═════ Source passage ═════
Figure 4. Mitigation and adaptation costs of the world (percent of GDP) of SSP2 scenarios in BaU, RCP4.5 and RCP2.6.
climate damage below the climate damage calculated by the temperature path of SSP2-1.5˚C and the damage function given by Equation (3).
Regional adaptation levels and costs in SSP2-1.5˚C are shown in Figure 5. We find that SSP2-1.5˚C requires more adaptation levels than other SSP2 combination scenarios (Figure 3) even if CO2 emissions in SSP2-RCP2.6 can be attained. The adaptation level of each region peaks around the year 2070 since the damages from global warming in SSP2-1.5˚C increase slower than in SSP2-RCP2.6. Compared to SSP2-BaU, aggressive adaptation level in SSP2-1.5˚C is higher than optimal adaptation level in SSP2-BaU. This means that under the 1.5˚C target each region pays more adaptation costs than in the cases of high temperature rise. Interestingly, regional adaptation level in SSP2-1.5˚C tends to be higher in Japan, USA and Latin America than OAsiaOceania, China and Africa. This tendency is different to other SSP2 scenarios. One reason is that damage from climate change in developed countries increase more rapidly as temperature rises from 1.5˚C to 2.0˚C.
Most regional adaptation costs in SSP2-1.5˚C are higher than in SSP2-BaU, SSP2-RCP4.5 and SSP2-RCP2.6. For example, it amounts to more than one percent of GDP in the 2070s in Japan and FSU. In addition, adaptation cost of OECD8, including EU, amounts to about one percent of its GDP in 2070s. One reason for these high costs is that their economic growth rates are lower than other regions. If a strong target is attained by adaptation, in a region with lower economic growth, adaptation costs are relatively higher.
Figure 5. Adaptation levels and regional adaptation costs (percent of GDP) in the SSP2-1.5˚C scenario.
Figure 6. Damages of climate change, mitigation and adaptation costs of the world (percent of GDP) in the SSP2-1.5˚C scenario.
Damages from climate change, mitigation costs and adaptation costs in SSP2-1.5˚C of the world are shown in Figure 6. The difference between adaptation costs and reduced damages in SSP2-1.5˚C is smaller than in other SSP2 combination scenarios. This indicates that under the 1.5˚C target adaptation costs are high in addition to high mitigation costs for the SSP2-RCP2.6. Therefore, when considering a strong target, it is important to calculate both adaptation costs as well as the costs of damage from global warming.
This research examines regional impacts of adaptation to climate change under the Paris Agreement using a multi-sector model with SSP-RCP combination scenarios.
═════ Data for review ═════
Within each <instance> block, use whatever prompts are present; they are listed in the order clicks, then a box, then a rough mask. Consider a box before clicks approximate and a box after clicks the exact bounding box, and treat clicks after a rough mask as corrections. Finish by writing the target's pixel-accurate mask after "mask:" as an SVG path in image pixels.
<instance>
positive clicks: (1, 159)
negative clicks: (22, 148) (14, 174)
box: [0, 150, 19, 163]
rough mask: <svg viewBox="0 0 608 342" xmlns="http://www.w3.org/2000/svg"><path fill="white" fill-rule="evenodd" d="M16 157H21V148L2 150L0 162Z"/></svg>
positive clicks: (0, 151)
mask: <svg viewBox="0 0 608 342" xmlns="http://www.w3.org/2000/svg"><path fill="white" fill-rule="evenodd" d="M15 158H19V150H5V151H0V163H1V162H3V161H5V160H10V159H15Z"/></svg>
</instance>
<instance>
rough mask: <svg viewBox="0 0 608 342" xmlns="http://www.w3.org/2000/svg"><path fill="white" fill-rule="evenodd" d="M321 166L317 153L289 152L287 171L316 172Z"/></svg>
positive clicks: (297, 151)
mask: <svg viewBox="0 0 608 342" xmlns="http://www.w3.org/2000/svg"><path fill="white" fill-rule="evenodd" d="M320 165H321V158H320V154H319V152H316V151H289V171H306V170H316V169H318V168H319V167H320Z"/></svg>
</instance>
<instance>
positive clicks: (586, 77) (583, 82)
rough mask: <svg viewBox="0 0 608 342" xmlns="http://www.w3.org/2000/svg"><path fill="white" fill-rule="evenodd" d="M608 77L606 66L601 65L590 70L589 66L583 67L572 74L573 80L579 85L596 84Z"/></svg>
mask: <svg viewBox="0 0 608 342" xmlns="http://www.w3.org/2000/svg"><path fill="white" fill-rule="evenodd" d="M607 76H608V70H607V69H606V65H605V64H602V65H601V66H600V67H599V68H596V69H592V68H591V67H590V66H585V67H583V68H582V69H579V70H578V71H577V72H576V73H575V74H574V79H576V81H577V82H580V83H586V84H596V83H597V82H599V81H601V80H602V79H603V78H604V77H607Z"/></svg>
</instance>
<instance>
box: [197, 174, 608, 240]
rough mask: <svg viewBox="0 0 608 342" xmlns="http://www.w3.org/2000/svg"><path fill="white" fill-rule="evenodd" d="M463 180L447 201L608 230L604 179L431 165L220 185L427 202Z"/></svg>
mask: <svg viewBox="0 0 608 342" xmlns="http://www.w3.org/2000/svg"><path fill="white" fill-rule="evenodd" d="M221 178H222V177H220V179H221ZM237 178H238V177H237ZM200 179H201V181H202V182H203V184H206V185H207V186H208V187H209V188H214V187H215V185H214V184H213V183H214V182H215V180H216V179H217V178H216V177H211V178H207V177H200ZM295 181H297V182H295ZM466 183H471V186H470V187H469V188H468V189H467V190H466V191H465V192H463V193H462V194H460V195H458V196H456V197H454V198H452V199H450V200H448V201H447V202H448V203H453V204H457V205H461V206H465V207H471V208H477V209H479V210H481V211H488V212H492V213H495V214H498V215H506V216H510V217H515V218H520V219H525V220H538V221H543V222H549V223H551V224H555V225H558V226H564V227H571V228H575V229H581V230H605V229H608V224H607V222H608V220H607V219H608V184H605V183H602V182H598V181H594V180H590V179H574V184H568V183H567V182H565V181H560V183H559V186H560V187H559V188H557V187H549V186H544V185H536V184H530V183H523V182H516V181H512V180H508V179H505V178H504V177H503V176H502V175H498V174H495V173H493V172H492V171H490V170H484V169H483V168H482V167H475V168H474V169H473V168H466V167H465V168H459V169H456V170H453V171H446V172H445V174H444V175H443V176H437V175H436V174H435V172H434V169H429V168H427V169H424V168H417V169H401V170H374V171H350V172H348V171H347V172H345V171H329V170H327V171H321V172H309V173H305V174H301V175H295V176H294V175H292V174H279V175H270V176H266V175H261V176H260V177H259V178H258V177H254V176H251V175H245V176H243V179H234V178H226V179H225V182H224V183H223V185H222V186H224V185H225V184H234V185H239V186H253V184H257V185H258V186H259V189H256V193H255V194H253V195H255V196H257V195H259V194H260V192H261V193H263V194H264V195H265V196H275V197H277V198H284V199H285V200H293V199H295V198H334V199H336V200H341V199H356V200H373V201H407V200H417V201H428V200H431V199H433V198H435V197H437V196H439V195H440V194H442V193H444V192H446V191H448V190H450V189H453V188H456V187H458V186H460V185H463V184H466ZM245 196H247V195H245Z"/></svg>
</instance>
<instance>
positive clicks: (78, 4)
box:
═════
* Action item: List each SSP2 scenario that the climate adaptation passage names.

* Answer for the task: SSP2-BaU, SSP2-RCP4.5, SSP2-RCP2.6, SSP2-1.5˚C